■ WRITTEN TASKS ■
1/ Answer these from the interview with John Elizabeth Stintzi:
(a) Where was Stintzi raised?
(b) In which issue will the winning poem appear?
(c) Which phrase about the month of May does the interviewer say is repeated in the poem?
2/ Write what comes next in the interview with John Elizabeth Stintzi about their prize-winning long poem.

Cynicism and Hope: Chloe Hogan-Weihmann in Conversation with John Elizabeth Stintzi

John Elizabeth Stintzi

Malahat Review volunteer Chloe Hogan-Weihmann talks with John Elizabeth Stintzi about their 2019 Long Poem Prize-winning piece, “Cold Dying Black Wet Cold Early Thing,” which will appear in the 2019 Summer Issue #207. Read an excerpt of "Cold Dying Black Wet Cold Early Thing" here.

 

John Elizabeth Stintzi is a non-binary poet and novelist who was raised on a cattle farm in northwestern Ontario. Their writing has received support from The Watermill Center as well as the Canada Council for the Arts, and a selection can be found (or is forthcoming) in Black Warrior Review, The Puritan, Humber Literary Review, Ploughshares, and their poetry chapbook The Machete Tourist (knife | fork | book, 2018). They currently live in Kansas City, MO, with their partner. They can be found on Twitter @stintzi.

 

Read what Long Poem contest judges had to say about Stintzi's winning poem.

The season of spring is often seen as a time of warmth and renewal, but in your poem, it represents death and cold. ("Every single spring starts like this: death / after death" along with repetitions of "cold mid-May".) Can you talk a little bit about that?

■ RECORD SET ■

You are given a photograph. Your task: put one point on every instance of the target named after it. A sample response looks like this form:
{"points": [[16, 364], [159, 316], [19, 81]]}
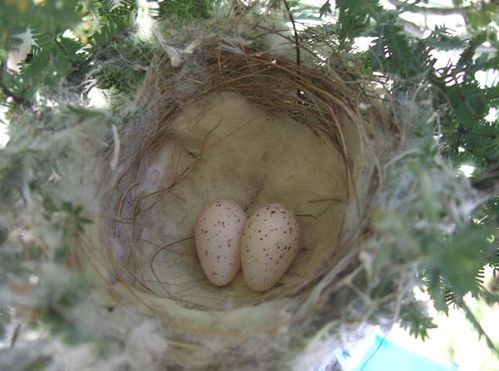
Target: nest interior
{"points": [[246, 125]]}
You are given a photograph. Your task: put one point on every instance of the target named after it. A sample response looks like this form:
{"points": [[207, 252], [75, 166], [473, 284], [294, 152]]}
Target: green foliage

■ ANSWERS BELOW ■
1/
(a) On a cattle farm in northwestern Ontario.
(b) The 2019 Summer Issue #207.
(c) "cold mid-May"

2/
Many seasons are seen from very different lights from the lights they reveal to farmers (and likely anyone whose life is tied up with the land). For nearly as long as I can remember, we have calved in the spring (transitioning from calving a few months earlier, in winter) and so spring has been long coloured-in as a season of brutality.

There is a lot of renewal, of course—and it has many advantages to winter—but there is also just as much mud and flooding and death. I think those are fairly universal, but I think one needs to be outside the city and close to the land to witness that, and so instead many of us sit in urban spaces and think of warmth and cherry blossoms and birdsong and days lengthening—all beautiful, renewing things.

Even summer, once I was old enough to start working on the farm, meant something different for me than it did to most of the kids I went to school with. It meant working—haying, especially—instead of the endless hours of freedom and possibility it meant to many of the other kids.

At the start of the poem, we perceive the father as cynical; by the end of it, he carries this almost naive hopefulness. I would love to hear your thoughts on that contrast, and how those traits can actually go hand-in-hand.

If this were fiction I’d probably get in trouble for having both be in one person, but really it’s just how my father is. He’s very cynical and pessimistic, but he’s also very unwilling to let things go, and quick to get hopeful when some action of his improves something that looks dire, even a little (because many things do not improve).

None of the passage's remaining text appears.